Sul banco dei testimoni anche il giardiniere della famiglia La Ferlita, i vicini di casa dei Di Grazia. Da quella casa partono segnali importanti: come i filmati che registrano il via vai di vetture quel 25 agosto 2011 e il racconto della domestica rumena che ha sentito le grida della Cimò quel giorno che proverebbe il litigio, fatto questo che ha ammesso anche l’imputato. Il giardiniere racconta, anche se con fatica, che nel periodo coincidente con la scomparsa di Mariella Cimò, con se lavoravano altri due rumeni, un uomo e una donna. Per il pm Angelo Busacca uno dei due altri non è che la domestica de La Ferlita, per la difesa invece questa dichiarazione sarebbe un elemento nuovo ed importante per la ricostruzione dei fatti. La colf era stata chiamata a testimoniare come teste dell’accusa, ma il pm ha presentato alla Corte una relazione dei carabinieri che attesta l’irrintranciabilità della donna. Quest’ultima non è in servizio nella casa di Gravina di Catania da un po’ di tempo, ai militari aveva lasciato un cellulare che risulta sempre irriperibile. Per questo sono state acquisite le dichiarazioni rese agli inquirenti in fase di indagine.
La nuova udienza del processo è stata fissata per il prossimo 28 aprile. Ad essere interrogate saranno due donne: la segretaria del medico di famiglia e una frequentatrice assidua dell’autolavaggio di Aci Sant’Antonio. Quell’attività che secondo l’accusa Di Grazia utilizzava per le sue “amicizie femminili” e che avrebbe scatenato la “lite finita” poi in delitto. Un omicidio, questo, senza cadavere. Il corpo di Mariella Cimò non è stato mai ritrovato.

◆ ◆ ◆ ◆ ◆ ◆ ◆

Compito
Trascrivi parola per parola il passo dell'articolo sul processo per la scomparsa di Mariella Cimò, da "La nuova udienza" a "stato mai ritrovato.".

Dati di ingresso
◆ ◆ ◆ ◆ ◆ ◆ ◆

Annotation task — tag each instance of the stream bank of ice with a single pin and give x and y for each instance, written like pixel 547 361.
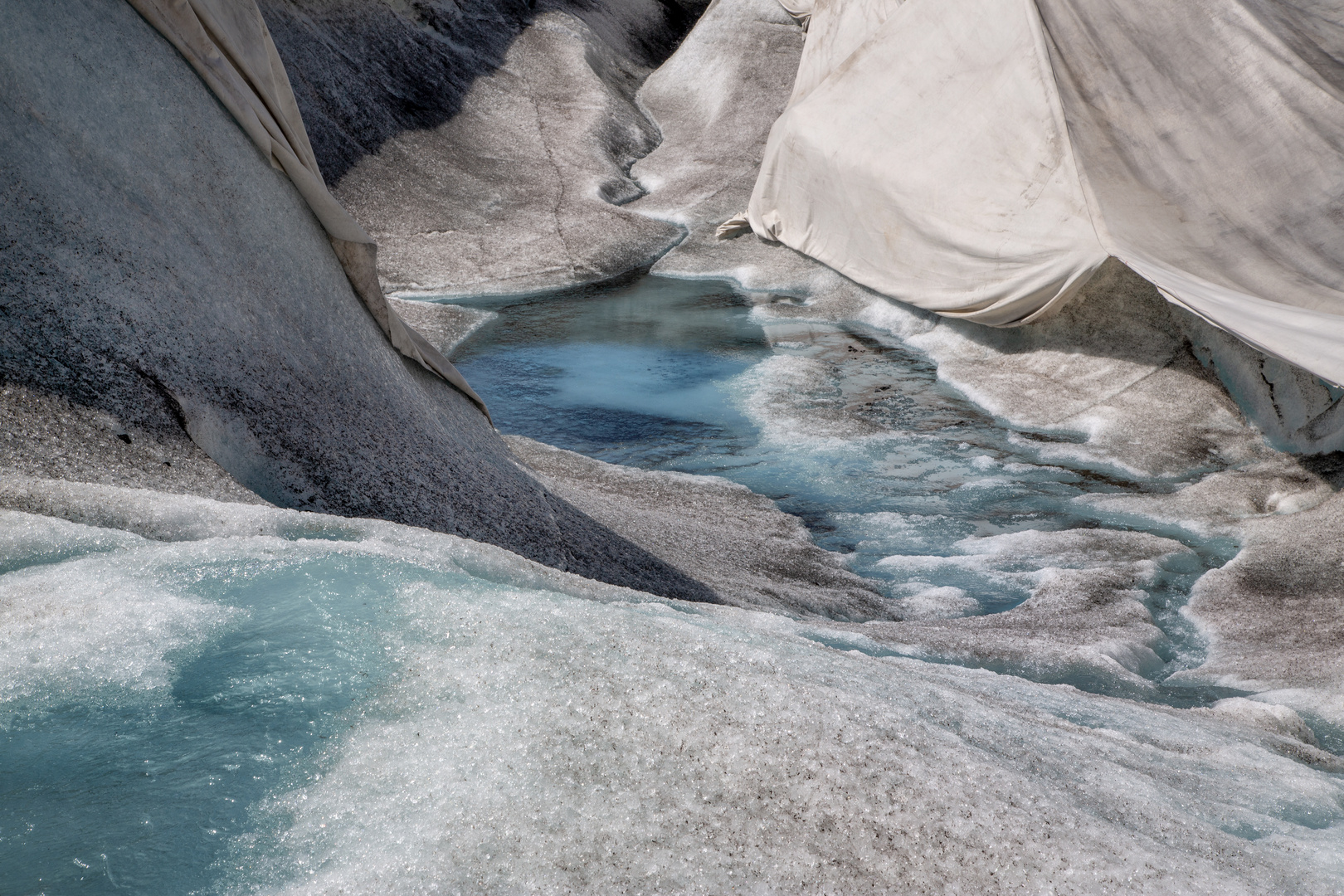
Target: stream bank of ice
pixel 359 707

◆ ◆ ◆ ◆ ◆ ◆ ◆

Risposta
La nuova udienza del processo è stata fissata per il prossimo 28 aprile. Ad essere interrogate saranno due donne: la segretaria del medico di famiglia e una frequentatrice assidua dell’autolavaggio di Aci Sant’Antonio. Quell’attività che secondo l’accusa Di Grazia utilizzava per le sue “amicizie femminili” e che avrebbe scatenato la “lite finita” poi in delitto. Un omicidio, questo, senza cadavere. Il corpo di Mariella Cimò non è stato mai ritrovato.